It’s a tough nut to crack, but starting to become an achievable reality to companies dedicated to collecting, understanding and activating their data. Marketers are starting to turn towards data management platforms (DMP), which help them connect people with their various devices, develop granular audience segments, gain valuable insights and integrate with various platforms where they can activate that data. In addition to technology, marketers also have to configure their entire enterprises to align with the new data-driven realities on the ground.

The question is: Where do marketers turn for help with this challenging, enterprise-level transition?

Many argue that agencies cannot support the type of deep domain expertise needed for the complicated integrations, data science and modeling that has become an everyday issue in modern marketing. But should data management software selection and integration be the sole province of the Accentures and IBMs of the world, or is there room for agencies to play?

For lots of software companies, having an agency in between an advertiser and their marketing platform sounds like a problem to overcome, rather than a solution. Many ad tech sellers out there have lamented the process of the dreaded agency “lunch and learn” to develop a software capability “point of view” for a big client.

Yet, there are highly compelling ways agencies add value to the software selection process. The best agencies insert themselves into the data conversation and use their media and creative expertise to influence what DMPs marketers choose, as well as their role within the managed stack.

■ Data lines
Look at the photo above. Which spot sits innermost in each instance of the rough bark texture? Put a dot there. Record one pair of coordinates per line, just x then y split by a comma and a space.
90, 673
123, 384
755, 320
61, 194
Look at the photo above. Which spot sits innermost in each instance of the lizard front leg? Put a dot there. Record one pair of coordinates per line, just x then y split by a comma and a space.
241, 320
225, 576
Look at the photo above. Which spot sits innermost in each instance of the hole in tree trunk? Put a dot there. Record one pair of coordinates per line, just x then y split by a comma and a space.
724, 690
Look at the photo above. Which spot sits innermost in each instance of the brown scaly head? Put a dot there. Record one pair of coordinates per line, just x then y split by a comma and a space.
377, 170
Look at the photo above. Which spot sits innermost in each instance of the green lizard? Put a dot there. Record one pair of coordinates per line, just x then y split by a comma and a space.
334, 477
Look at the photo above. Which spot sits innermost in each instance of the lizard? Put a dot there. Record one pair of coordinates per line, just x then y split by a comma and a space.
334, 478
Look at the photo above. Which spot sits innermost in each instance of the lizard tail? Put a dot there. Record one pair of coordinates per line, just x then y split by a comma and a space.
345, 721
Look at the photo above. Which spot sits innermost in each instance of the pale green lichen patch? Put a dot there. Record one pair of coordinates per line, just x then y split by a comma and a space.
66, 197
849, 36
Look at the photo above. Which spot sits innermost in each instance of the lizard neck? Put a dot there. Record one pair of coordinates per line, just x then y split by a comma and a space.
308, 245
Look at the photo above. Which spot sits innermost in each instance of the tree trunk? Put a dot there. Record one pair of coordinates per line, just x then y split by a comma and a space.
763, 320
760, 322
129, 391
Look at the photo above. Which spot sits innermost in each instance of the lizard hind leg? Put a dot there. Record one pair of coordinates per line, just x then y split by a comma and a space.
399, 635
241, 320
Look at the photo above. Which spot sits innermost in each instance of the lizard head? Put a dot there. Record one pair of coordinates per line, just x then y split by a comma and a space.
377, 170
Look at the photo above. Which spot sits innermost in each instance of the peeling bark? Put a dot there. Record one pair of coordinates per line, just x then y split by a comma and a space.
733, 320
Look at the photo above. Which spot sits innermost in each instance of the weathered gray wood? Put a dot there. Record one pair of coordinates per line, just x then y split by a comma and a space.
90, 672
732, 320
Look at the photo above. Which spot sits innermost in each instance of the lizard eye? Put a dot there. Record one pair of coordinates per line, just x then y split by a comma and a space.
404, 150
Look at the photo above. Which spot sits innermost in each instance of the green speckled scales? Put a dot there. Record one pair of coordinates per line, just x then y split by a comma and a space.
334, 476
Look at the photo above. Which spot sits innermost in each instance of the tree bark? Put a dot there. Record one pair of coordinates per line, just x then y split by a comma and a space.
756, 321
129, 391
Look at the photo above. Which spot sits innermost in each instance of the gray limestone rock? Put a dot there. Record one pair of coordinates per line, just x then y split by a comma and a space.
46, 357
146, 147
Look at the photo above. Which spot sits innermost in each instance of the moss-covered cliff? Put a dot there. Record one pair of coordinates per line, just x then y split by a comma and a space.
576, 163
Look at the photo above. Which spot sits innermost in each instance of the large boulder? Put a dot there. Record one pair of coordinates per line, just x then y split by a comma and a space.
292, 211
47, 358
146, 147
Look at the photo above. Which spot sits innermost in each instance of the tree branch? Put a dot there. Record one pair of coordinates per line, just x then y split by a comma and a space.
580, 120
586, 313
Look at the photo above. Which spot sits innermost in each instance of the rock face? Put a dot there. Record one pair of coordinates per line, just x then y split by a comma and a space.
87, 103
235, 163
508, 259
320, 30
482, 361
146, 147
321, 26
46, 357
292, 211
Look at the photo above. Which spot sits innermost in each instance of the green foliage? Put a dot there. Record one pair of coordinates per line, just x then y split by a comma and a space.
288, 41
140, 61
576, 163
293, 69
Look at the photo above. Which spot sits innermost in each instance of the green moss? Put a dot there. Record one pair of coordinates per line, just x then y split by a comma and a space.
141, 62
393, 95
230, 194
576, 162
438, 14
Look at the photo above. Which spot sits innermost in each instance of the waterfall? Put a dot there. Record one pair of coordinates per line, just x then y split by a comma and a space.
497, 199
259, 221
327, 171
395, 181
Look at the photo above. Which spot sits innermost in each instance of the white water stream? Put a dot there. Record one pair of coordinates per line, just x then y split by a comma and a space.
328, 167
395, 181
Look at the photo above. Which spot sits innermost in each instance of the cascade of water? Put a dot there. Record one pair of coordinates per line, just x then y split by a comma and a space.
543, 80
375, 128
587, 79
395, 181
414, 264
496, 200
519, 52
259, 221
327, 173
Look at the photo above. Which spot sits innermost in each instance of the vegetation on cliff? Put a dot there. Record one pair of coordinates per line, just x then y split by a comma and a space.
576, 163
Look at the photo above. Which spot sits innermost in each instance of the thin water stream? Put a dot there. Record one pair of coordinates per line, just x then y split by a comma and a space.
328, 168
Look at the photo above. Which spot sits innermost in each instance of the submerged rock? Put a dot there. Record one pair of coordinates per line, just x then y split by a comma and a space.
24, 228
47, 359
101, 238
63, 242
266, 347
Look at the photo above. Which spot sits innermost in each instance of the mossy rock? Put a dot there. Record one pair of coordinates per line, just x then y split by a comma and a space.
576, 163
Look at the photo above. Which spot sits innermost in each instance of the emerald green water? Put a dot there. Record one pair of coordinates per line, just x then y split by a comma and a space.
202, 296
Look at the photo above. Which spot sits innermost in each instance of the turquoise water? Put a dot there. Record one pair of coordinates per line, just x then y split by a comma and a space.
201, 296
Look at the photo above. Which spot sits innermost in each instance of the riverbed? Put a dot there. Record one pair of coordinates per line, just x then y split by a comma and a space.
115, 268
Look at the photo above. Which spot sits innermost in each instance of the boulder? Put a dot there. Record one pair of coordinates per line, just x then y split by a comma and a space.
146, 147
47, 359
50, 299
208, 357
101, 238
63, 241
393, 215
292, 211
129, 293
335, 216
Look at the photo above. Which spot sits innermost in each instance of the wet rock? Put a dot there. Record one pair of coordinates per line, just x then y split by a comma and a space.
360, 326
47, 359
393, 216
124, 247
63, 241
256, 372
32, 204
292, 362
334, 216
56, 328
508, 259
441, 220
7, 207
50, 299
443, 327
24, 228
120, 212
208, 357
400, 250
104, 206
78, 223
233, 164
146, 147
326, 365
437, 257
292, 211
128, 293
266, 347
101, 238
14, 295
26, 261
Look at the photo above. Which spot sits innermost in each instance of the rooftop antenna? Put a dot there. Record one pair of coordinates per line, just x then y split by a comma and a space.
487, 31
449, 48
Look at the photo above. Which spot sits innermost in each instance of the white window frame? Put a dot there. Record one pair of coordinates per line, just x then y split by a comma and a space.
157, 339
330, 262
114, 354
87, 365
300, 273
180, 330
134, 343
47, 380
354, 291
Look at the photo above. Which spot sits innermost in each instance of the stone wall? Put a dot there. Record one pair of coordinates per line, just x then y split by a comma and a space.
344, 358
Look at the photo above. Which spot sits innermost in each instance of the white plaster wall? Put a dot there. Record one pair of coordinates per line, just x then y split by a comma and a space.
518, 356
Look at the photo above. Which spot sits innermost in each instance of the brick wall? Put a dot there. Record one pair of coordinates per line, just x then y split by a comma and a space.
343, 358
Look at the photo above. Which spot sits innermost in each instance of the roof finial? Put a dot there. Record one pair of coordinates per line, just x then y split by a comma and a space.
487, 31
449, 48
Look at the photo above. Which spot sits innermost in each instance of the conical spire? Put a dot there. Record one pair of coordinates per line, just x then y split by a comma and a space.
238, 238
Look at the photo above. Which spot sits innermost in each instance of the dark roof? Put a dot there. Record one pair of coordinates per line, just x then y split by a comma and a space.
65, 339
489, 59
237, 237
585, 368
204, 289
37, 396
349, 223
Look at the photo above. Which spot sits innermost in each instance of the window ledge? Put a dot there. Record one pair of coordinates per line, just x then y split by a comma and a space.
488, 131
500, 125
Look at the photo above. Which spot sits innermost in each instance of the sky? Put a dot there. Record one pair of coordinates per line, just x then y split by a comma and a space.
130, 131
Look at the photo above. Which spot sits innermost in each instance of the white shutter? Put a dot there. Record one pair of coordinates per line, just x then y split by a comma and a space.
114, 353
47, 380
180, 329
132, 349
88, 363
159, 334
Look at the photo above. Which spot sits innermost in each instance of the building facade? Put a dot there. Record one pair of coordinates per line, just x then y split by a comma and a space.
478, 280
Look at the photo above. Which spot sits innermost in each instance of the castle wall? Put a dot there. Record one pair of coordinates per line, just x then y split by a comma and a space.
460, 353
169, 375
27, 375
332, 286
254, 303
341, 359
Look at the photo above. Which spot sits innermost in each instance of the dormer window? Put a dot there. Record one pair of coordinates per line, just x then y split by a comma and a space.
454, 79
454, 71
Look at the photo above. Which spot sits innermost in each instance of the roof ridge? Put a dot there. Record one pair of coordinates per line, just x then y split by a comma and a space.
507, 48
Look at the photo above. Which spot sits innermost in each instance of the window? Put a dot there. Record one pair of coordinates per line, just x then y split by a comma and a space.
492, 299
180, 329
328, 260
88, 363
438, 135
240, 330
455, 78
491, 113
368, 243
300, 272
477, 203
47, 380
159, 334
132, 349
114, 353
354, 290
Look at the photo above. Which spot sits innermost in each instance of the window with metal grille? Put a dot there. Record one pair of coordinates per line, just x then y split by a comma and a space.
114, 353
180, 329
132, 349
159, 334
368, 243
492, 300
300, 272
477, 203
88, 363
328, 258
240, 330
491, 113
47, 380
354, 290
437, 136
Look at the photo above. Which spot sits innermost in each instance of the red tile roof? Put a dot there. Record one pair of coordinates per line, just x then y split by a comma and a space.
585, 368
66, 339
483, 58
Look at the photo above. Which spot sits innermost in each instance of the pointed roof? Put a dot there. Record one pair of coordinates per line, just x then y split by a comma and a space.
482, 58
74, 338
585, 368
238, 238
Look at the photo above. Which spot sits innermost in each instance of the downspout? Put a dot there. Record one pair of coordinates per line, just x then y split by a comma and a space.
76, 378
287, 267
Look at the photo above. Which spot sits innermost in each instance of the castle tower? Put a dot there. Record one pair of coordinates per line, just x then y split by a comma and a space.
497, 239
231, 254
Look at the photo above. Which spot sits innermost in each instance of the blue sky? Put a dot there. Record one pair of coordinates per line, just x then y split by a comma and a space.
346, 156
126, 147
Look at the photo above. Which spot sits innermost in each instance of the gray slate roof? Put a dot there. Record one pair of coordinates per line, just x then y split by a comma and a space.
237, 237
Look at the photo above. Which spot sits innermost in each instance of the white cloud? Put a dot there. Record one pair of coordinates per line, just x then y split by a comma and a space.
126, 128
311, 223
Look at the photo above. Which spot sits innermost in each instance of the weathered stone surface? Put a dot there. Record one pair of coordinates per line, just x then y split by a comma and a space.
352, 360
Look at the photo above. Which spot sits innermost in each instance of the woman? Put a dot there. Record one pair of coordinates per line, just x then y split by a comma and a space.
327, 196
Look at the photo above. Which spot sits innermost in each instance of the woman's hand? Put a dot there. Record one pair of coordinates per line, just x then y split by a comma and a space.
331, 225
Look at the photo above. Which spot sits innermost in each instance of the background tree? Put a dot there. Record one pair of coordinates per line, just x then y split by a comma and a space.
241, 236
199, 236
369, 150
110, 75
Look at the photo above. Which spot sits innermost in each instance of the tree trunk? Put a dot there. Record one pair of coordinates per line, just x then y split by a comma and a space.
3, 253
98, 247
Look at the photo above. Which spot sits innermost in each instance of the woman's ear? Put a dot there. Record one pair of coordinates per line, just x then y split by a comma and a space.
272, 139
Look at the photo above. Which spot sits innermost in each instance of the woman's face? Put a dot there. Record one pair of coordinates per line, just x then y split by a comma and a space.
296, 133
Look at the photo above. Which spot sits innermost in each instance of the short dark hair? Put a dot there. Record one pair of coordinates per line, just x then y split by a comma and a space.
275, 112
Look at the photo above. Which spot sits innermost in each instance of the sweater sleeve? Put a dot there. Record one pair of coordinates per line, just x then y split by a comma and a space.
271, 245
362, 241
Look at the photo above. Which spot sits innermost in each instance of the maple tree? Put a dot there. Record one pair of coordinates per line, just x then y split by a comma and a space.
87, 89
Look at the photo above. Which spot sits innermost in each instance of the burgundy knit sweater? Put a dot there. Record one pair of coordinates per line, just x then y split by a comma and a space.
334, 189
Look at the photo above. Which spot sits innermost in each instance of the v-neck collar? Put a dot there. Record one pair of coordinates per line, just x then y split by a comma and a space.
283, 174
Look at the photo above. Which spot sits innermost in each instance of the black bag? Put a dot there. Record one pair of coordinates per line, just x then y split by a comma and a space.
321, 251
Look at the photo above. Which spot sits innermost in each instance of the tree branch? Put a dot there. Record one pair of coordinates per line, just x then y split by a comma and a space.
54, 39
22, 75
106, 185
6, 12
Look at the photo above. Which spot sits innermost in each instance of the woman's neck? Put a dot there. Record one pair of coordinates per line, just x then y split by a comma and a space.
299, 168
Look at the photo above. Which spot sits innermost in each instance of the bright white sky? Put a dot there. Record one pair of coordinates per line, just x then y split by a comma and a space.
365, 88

■ The problem
How would you say this sentence from the text about agencies and marketing data in Spanish: "Yet, there are highly compelling ways agencies add value to the software selection process."?

■ Response for this exercise
Sin embargo, hay formas muy convincentes en que las agencias aportan valor al proceso de selección de software.